▸ STATED GOAL: Could you continue the bodybuilding interview from its last line, before you turn to the data?

▸ PAGE:
__________

DY: Did Lon have a particular choice of exercises or sequence for you that helped you develop those aesthetic lines?

JM: Lon never got into the mechanics of my workout. He would point out a particular spot and show how by developing that area it would look better. He left it up to me to figure out how to develop the muscle. He was very specific about the exact point he wanted worked. He never worked in broad areas. This caused me to find and develop exercises that isolated and developed very small areas which ultimately gave me greater control over my lines.

DY: So where did your knowledge of how to isolate those areas and control your lines come from?

JM: I learned the function of the muscles from anatomy books and found or developed exercises which corresponded to those functions. There is an anatomy book I use now to teach my clients called The Anatomy Coloring Book written by Kapit and Elson. I wish I had it when I started. It is the best I have ever seen. As an example I used the low pulleys to develop the upper pec, but it would require a picture to explain.

DY: Tell me about the move to Los Angeles-where did you train and who influenced your training at that point?

JM: When I moved to Los Angeles I started training at Bill Pearl's Pasadena Health Club. For the next five years Bill made up my workout programs. Although I had won every major title back east, including New York City, New York State, East Coast, Eastern America and Jr. USA, I felt I could learn from Bill. And I did. Bill made up a new program every month. They were versions of whatever he was doing at the moment. Equally important were the posing sessions. I always hated practicing posing but Bill would get me over to his house and grind me through session after session.

DY: I feel that posing-real posing-is a lost art. Few guys out there today practice posing. At least not like in the past. Today we have a few guys who incorporate dance routines and robotics. I think that's good because it shows innovation and the fact that a bodybuilder can move well, but when I think of true posing mastery, I think of Bill Pearl, Chris Dickerson, Jim Morris, Ed Corney, Lee Labrada, Frances Benfatto, Rory Leidelmeyer, Mohammed Makkawy and Shawn Ray. Do you think today's pros could increase the popularity of bodybuilding if they focused more on posing as an art?

JM: I don't think today's pro physiques lend themselves to any type of artistic posing. Even the language-monsters, freaky, mind-blowing, awesome-does not lend itself to artistic interpretation of the physique. Today's bodybuilding is a completely different mind-set. Whether that is progress or regress is a whole 'nother article.

DY: Yes, I agree Jim, when the fans today talk about one guy "owning" another, it's almost always about who's bigger and nothing else. Did you ever train with Pearl, Gironda or any of the guys who came on the scene before you?

__________

▸ DATA EXTRACT:
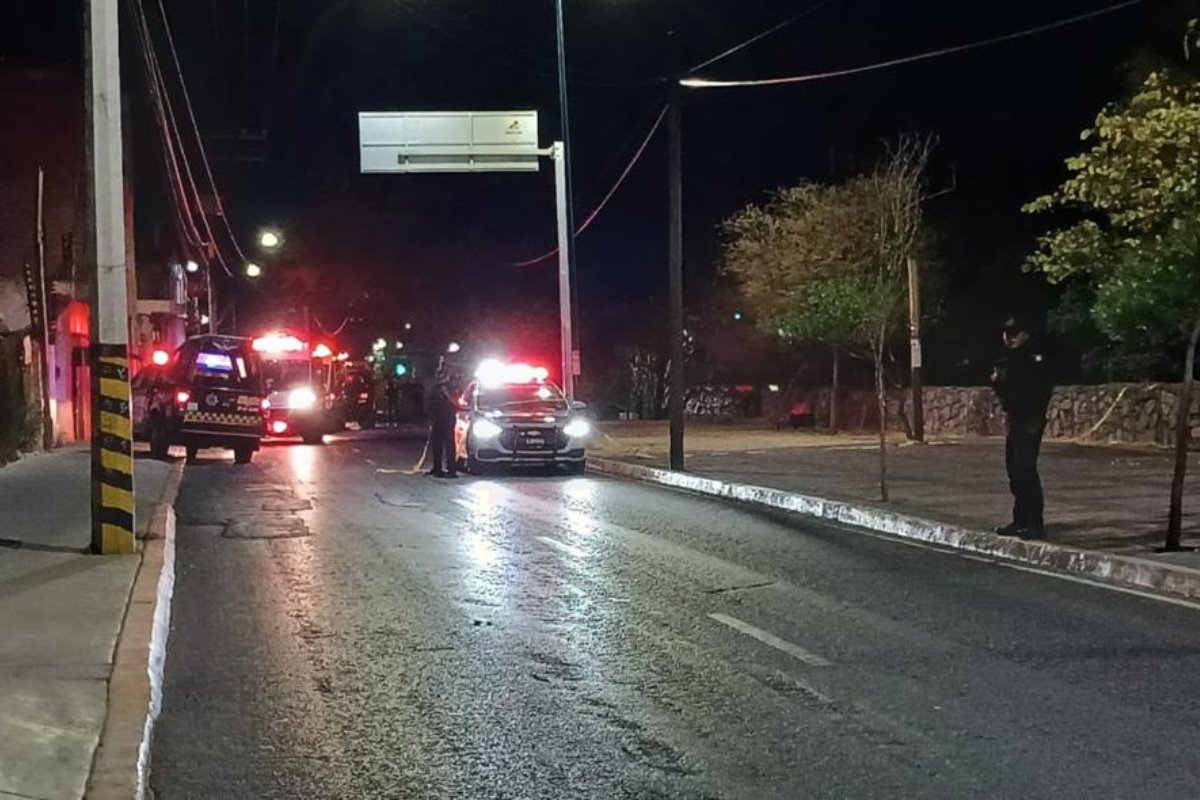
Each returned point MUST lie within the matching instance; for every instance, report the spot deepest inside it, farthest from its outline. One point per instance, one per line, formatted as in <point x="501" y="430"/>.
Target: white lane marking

__________

▸ RESULT BELOW:
JM: No. Pearl invited me to train with him, but there was no way I was going to get up at 3 a.m. in order to get to the gym and be ready to train by 4 a.m. Arnold invited me to train with him, and I would go over to Gold's to watch him work out, after which we would sometimes go for breakfast. I was doing so well with Pearl's routines I felt no need to change.

Once in a while I would visit Gironda's just to talk diet with him, but he never extended an invitation to train with him. He did give me a lot of exercise advice, some of which I incorporated into my training. The desiccated liver was a Gironda suggestion, and although it was not tasty it did improve my physique. I have heard of the Arnold-Franco training partnership, and I watched Arnold train with Ed Corney, but top bodybuilders rarely are able to benefit from the same routine or subordinate their own ego and progress enough to come to a compromise workout which would benefit both.

DY: Wait a minute, Jim. I know Vince used to advocate desiccated liver quite a bit. It's almost a forgotten secret. How much desiccated liver did you take?

JM: I've never been one to measure anything in my intake-calories, grams, anything. I'm pretty sure it would have been considered a lot. My guess would be about a half-pound a day. At one point I was taking several hands full of liver pills a day. But that was not at the same time I was taking the powder in the drink.

DY: You've talked about three people who influenced your training. You mentioned that Lon Hanagan taught you how to emphasize you aesthetic lines. You also mentioned that you made steady progress from Bill Pearl's influence and that you picked up some good tips from Vince Gironda. All of this begs the question's: What did each of these guys teach you, and what were some of the training routines like? Can you sum it up in a few paragraphs?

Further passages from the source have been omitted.